Repeat word for word the line with "# give the mask of every instance of the bright" and every line after it until the records below run out.
***** Exercise data *****
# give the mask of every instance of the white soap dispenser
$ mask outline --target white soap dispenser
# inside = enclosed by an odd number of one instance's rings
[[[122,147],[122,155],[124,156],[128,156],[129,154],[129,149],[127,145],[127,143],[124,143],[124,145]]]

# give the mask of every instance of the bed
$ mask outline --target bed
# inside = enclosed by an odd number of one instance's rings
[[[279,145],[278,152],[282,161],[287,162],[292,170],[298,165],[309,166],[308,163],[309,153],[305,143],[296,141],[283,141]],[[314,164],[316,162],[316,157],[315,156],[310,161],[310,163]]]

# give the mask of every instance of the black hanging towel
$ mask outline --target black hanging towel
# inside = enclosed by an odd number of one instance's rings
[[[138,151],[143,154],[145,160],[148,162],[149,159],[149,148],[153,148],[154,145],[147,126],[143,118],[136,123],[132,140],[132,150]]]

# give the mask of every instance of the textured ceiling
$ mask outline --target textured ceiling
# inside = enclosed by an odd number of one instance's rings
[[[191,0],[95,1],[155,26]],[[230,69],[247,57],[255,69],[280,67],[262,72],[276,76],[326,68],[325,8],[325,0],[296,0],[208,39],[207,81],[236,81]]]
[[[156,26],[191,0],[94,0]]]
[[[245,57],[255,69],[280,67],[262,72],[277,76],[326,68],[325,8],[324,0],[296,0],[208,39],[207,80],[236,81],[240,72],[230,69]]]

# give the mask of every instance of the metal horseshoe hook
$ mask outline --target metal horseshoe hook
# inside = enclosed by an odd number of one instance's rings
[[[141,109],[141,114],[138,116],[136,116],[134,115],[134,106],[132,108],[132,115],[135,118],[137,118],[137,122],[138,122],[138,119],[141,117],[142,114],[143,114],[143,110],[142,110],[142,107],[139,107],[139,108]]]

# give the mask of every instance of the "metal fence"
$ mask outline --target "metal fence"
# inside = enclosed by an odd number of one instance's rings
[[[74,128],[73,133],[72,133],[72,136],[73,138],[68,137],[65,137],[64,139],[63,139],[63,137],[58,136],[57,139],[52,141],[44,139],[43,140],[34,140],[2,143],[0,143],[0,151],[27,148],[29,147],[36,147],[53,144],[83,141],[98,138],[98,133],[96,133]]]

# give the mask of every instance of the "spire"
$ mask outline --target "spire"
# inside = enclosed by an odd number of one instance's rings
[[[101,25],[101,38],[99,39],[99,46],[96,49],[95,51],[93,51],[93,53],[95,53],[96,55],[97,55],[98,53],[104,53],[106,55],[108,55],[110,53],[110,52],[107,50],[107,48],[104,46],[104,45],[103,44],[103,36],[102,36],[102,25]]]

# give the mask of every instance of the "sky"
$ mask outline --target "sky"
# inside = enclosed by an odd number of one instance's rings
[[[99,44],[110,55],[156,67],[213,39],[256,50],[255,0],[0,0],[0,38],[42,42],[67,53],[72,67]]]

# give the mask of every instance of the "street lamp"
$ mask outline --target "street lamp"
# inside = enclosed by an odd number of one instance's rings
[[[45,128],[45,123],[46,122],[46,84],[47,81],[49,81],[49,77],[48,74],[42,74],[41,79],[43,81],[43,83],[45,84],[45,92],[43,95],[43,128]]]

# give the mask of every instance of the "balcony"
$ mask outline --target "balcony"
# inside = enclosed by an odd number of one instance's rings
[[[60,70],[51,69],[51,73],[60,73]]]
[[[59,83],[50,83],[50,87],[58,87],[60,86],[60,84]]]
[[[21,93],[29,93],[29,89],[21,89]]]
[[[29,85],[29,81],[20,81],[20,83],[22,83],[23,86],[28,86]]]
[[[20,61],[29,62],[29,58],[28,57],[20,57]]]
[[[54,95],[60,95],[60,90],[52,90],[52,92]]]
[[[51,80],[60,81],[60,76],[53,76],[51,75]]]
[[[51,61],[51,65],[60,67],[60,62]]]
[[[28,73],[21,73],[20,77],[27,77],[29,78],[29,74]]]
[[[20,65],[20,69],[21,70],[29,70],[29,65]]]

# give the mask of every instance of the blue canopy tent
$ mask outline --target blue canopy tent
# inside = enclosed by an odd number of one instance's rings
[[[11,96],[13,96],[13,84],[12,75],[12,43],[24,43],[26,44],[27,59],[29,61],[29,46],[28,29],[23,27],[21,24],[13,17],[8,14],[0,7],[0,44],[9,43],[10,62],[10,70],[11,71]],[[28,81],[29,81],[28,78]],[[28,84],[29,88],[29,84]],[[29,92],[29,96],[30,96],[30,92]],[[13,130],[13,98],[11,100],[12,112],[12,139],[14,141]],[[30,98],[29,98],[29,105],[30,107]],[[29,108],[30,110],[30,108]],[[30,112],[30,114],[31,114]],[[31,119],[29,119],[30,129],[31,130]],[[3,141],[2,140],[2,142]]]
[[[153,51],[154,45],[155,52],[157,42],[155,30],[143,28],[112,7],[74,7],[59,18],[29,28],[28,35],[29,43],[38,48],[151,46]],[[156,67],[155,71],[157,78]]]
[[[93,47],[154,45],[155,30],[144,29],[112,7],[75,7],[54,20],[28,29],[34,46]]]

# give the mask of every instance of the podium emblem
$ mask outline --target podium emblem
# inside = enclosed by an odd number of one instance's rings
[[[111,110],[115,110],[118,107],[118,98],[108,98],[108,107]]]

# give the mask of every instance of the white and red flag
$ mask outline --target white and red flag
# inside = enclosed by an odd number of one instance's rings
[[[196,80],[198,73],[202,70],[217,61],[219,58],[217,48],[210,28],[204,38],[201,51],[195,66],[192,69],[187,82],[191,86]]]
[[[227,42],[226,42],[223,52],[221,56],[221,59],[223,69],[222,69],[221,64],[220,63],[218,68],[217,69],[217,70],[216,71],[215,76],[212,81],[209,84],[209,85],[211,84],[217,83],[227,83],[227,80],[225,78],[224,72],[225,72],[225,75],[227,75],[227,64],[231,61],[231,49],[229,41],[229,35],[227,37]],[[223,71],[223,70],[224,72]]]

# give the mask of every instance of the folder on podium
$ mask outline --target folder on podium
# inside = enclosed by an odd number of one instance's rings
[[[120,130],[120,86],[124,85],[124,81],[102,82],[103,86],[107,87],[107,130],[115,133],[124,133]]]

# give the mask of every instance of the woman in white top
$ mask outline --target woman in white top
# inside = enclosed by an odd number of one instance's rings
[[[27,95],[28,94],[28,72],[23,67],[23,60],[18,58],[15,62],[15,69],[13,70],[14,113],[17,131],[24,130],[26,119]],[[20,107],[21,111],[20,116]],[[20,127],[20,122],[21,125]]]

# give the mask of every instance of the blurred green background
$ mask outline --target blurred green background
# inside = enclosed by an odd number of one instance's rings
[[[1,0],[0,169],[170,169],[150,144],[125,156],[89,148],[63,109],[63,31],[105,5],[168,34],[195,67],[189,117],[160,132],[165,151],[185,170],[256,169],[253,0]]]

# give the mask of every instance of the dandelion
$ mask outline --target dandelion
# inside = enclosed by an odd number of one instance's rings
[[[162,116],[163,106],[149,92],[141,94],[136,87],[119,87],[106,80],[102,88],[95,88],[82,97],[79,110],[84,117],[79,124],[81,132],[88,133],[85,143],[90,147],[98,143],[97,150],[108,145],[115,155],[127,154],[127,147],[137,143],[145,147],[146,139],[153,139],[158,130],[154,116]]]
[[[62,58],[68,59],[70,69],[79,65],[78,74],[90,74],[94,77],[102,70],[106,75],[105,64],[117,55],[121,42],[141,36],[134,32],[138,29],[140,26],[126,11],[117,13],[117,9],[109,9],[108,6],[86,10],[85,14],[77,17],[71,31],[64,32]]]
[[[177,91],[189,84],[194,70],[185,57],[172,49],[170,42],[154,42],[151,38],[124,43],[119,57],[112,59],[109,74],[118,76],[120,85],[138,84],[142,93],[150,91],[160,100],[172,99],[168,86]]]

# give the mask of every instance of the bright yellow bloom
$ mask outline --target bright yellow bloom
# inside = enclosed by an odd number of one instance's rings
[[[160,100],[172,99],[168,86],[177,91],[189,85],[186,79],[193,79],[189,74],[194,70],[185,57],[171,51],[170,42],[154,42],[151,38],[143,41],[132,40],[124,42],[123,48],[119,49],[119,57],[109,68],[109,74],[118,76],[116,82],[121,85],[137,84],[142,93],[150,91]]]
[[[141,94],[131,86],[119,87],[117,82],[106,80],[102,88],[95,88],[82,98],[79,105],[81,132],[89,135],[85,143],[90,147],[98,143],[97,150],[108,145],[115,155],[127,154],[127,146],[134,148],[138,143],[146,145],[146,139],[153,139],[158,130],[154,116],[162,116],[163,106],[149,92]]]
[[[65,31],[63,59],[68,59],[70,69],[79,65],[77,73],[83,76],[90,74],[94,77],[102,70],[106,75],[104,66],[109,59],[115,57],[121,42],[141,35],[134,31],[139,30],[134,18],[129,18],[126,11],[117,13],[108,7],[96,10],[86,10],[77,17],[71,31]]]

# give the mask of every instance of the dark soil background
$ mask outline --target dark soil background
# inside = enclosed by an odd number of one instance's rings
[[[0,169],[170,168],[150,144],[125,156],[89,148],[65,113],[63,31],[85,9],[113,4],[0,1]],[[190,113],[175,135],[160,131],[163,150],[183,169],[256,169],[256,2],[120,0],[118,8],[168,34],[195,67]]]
*****
» **Solution to the problem**
# give the mask of every instance of the bright yellow bloom
$ mask outline --target bright yellow bloom
# inside = enclosed by an odd number of one instance's rings
[[[160,100],[172,99],[168,86],[177,91],[189,85],[186,79],[193,79],[189,74],[194,70],[185,57],[171,51],[170,42],[154,42],[151,38],[143,41],[132,40],[124,42],[123,48],[119,49],[119,57],[109,68],[109,74],[118,76],[116,82],[121,85],[137,84],[142,93],[150,91]]]
[[[141,94],[131,86],[119,87],[117,82],[106,80],[102,88],[95,88],[82,98],[79,105],[81,132],[89,135],[85,143],[90,147],[98,143],[97,150],[108,145],[115,155],[127,154],[127,146],[134,148],[138,143],[146,145],[146,139],[153,139],[158,130],[154,116],[162,116],[163,106],[149,92]]]
[[[65,31],[63,59],[68,59],[70,69],[79,65],[77,73],[83,76],[90,74],[94,77],[102,70],[106,75],[104,66],[109,59],[115,57],[121,42],[141,35],[134,31],[139,30],[134,18],[129,18],[126,11],[117,13],[108,7],[96,10],[86,10],[77,17],[71,31]]]

# give the mask of every instance of the dark soil background
$ mask outline --target dark soil background
# inside = enclosed by an odd number of one instance's rings
[[[0,169],[170,168],[150,144],[125,156],[89,148],[65,113],[63,31],[85,9],[113,4],[0,1]],[[190,113],[175,135],[160,131],[163,150],[183,169],[256,169],[256,2],[120,0],[118,8],[168,34],[195,67]]]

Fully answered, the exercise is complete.